Segment Start: Supplied material

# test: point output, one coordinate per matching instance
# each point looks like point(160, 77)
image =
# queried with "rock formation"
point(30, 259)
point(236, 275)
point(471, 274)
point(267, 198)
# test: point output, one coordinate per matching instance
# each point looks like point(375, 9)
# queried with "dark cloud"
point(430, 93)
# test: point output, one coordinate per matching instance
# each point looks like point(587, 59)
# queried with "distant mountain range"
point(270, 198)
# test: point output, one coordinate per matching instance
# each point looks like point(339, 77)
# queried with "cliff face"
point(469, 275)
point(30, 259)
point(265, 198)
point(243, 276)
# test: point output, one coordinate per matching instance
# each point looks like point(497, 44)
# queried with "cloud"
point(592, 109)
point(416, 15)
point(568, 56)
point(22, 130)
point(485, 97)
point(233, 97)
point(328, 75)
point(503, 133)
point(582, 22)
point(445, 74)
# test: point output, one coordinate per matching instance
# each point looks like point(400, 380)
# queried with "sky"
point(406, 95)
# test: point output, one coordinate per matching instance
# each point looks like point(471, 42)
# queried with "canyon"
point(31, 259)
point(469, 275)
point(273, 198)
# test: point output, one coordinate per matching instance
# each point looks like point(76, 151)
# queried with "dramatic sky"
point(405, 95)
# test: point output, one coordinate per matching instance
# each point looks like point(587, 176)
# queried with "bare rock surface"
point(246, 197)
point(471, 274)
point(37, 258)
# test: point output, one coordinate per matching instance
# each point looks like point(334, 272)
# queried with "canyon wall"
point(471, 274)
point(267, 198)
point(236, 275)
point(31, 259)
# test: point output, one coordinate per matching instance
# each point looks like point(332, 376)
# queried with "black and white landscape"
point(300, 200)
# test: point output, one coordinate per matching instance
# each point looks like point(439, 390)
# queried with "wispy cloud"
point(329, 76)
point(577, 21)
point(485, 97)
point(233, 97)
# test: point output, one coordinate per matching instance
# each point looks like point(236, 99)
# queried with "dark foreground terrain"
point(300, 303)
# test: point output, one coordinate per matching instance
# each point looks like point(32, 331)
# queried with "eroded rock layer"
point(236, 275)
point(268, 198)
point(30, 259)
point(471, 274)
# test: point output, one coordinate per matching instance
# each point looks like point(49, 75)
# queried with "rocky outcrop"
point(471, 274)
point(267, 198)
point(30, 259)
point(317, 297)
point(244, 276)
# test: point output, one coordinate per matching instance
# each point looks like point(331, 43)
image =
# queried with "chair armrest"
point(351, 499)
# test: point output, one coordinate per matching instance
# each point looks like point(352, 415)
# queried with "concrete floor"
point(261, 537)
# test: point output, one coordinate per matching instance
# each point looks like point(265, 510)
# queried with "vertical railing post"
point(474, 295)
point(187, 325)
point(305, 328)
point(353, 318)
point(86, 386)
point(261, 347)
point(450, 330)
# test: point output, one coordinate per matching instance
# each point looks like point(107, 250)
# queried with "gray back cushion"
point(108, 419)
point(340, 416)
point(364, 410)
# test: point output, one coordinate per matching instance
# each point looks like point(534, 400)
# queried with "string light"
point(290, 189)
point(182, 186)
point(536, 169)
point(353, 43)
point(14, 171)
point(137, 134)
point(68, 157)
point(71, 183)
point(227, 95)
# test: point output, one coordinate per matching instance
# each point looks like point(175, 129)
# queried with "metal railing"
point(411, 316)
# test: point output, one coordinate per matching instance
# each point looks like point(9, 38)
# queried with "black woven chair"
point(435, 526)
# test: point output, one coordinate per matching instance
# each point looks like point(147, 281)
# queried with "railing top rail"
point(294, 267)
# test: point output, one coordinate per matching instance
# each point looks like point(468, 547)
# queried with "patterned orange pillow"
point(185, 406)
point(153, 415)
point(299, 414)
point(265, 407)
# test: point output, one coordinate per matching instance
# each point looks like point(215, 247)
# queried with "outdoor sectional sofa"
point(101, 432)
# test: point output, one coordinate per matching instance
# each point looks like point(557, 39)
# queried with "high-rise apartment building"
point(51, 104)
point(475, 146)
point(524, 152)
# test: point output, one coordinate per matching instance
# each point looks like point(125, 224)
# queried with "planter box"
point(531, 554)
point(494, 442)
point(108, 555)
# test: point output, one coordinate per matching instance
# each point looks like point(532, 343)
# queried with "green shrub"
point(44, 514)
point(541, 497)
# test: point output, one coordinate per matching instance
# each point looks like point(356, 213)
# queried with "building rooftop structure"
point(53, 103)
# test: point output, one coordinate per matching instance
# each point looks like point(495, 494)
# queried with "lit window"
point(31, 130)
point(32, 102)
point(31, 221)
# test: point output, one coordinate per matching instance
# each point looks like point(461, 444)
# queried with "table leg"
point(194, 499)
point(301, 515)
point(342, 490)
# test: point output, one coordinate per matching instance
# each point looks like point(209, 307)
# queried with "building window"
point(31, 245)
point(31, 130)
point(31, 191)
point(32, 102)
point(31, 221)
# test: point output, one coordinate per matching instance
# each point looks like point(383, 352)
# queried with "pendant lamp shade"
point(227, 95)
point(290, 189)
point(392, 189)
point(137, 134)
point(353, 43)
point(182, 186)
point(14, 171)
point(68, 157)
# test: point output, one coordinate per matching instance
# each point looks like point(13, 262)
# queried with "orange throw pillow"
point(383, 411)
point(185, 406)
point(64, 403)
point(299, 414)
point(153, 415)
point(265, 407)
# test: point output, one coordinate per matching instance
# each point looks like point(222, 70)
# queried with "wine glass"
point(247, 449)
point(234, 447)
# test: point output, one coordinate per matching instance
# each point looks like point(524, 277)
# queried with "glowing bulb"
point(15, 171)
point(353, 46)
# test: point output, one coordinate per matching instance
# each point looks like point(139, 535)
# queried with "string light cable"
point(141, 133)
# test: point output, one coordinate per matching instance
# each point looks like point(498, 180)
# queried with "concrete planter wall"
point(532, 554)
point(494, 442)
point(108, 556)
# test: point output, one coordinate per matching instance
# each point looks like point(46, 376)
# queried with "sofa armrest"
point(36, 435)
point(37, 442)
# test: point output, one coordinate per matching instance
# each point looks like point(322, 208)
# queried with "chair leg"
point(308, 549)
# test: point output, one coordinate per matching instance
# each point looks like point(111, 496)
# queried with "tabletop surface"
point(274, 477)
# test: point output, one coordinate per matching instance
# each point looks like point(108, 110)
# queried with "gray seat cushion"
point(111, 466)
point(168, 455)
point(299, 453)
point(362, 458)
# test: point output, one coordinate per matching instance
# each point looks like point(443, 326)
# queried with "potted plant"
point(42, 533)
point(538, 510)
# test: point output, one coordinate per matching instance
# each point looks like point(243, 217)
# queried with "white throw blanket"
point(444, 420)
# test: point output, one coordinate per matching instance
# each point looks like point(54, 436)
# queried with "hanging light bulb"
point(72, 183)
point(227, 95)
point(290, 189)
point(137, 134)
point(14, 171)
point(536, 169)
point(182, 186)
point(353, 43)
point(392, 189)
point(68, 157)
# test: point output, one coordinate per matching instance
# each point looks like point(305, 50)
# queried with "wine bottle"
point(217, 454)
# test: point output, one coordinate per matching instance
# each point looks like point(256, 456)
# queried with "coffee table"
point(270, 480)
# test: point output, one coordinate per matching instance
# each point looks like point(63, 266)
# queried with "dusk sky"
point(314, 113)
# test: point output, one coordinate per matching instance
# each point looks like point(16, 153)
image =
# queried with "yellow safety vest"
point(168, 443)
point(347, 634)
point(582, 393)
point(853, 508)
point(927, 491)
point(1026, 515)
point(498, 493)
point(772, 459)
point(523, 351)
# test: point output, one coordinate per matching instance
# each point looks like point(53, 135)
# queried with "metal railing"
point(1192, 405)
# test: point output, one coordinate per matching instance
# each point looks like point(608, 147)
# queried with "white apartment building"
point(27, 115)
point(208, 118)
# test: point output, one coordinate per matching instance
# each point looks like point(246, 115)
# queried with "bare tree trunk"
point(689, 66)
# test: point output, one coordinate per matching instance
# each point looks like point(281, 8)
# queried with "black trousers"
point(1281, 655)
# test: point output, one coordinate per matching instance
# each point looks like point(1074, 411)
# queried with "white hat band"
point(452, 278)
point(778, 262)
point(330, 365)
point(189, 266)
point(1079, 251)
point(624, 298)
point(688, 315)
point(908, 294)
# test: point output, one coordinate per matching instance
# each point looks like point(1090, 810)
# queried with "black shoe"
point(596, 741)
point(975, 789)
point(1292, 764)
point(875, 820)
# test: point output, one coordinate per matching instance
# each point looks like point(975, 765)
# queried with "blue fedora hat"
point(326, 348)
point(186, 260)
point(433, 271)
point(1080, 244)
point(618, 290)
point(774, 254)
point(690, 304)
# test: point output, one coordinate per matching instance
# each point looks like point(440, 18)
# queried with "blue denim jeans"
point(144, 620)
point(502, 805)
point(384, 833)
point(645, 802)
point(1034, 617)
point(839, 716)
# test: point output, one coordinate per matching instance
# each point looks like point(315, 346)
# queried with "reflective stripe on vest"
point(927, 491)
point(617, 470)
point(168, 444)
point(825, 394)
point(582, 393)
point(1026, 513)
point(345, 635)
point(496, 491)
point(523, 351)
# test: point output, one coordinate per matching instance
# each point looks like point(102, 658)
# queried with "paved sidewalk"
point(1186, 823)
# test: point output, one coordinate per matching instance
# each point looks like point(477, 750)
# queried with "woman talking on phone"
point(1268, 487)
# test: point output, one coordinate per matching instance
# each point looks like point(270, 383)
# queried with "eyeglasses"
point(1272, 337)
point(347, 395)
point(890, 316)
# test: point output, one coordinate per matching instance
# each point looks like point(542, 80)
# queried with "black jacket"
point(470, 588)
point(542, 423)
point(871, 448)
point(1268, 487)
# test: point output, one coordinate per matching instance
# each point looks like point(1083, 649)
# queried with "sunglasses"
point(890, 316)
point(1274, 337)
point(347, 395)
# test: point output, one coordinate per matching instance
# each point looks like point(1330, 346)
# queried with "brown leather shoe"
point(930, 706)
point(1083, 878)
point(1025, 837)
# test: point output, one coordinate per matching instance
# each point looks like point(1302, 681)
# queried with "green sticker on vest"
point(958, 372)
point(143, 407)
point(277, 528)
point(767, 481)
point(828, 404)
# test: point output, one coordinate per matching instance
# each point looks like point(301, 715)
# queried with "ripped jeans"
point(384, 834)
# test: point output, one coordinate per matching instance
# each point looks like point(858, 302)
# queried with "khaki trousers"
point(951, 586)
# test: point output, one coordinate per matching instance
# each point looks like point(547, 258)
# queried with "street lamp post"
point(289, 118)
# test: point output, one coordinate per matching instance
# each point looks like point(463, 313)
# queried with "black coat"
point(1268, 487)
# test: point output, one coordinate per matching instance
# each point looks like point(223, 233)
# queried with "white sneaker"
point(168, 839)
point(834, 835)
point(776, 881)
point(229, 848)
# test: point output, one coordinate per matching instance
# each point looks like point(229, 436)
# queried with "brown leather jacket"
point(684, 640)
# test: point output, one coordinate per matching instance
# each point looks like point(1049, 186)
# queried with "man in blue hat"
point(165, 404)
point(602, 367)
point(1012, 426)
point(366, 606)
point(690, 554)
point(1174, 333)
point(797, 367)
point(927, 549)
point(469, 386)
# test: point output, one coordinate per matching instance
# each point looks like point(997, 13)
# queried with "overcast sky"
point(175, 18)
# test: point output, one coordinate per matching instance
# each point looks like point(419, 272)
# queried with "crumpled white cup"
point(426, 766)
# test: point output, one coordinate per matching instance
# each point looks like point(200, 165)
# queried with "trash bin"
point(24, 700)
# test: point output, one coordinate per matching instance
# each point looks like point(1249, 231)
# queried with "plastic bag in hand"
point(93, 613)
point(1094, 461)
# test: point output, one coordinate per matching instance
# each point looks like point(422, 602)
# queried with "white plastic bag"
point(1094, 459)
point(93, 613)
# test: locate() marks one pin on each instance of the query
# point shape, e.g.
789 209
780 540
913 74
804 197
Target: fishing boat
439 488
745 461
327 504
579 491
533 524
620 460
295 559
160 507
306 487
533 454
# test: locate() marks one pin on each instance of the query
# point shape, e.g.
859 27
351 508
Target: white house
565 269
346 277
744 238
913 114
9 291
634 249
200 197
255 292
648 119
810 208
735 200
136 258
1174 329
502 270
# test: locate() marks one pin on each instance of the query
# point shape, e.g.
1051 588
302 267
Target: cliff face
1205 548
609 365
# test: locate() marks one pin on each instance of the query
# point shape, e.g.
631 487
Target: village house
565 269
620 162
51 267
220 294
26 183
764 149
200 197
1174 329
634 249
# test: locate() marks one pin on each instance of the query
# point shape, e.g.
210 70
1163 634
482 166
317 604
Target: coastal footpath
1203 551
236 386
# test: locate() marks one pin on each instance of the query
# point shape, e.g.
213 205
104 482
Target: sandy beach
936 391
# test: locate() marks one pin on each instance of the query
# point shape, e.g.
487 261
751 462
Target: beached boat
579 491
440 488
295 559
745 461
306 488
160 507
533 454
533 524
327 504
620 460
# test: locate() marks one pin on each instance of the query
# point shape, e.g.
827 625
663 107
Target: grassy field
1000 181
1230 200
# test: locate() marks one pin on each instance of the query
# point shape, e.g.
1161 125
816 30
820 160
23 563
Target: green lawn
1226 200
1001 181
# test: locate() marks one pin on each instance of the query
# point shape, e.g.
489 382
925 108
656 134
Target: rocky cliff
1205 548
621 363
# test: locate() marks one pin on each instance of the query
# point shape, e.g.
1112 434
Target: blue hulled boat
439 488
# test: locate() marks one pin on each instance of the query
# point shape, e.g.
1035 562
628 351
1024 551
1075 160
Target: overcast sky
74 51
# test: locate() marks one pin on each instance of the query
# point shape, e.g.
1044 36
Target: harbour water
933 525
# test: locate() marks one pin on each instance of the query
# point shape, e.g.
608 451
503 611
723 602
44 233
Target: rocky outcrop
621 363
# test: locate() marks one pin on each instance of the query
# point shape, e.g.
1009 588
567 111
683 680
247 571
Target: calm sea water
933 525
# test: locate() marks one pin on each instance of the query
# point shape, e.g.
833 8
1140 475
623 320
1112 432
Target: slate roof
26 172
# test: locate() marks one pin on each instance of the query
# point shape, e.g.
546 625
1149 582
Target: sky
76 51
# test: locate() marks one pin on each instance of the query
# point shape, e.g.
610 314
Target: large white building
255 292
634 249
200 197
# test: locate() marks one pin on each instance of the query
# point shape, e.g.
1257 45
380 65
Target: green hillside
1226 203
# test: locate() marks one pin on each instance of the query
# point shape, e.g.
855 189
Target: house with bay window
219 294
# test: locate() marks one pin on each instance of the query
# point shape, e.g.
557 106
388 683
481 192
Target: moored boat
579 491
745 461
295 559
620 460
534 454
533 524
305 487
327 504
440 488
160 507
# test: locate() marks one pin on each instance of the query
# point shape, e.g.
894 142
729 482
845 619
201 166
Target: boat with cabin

Segment End: Supplied material

Please print the material above exactly as it appears, from its first line through the line containing "# each point looks like point(497, 44)", inclusive, and stop there.

**Completed task**
# test: point output, one coordinate per matching instance
# each point looks like point(160, 77)
image =
# queried with "rock formation"
point(30, 259)
point(236, 275)
point(471, 274)
point(267, 198)
# test: point output, one coordinate per matching instance
# each point looks like point(375, 9)
# queried with "dark cloud"
point(430, 93)
# test: point output, one coordinate per matching instance
# each point looks like point(587, 59)
# queried with "distant mountain range"
point(270, 198)
# test: point output, one coordinate per matching instance
# each point looks like point(339, 77)
# queried with "cliff face"
point(469, 275)
point(30, 259)
point(265, 198)
point(243, 276)
# test: point output, one coordinate per matching instance
# each point looks like point(497, 44)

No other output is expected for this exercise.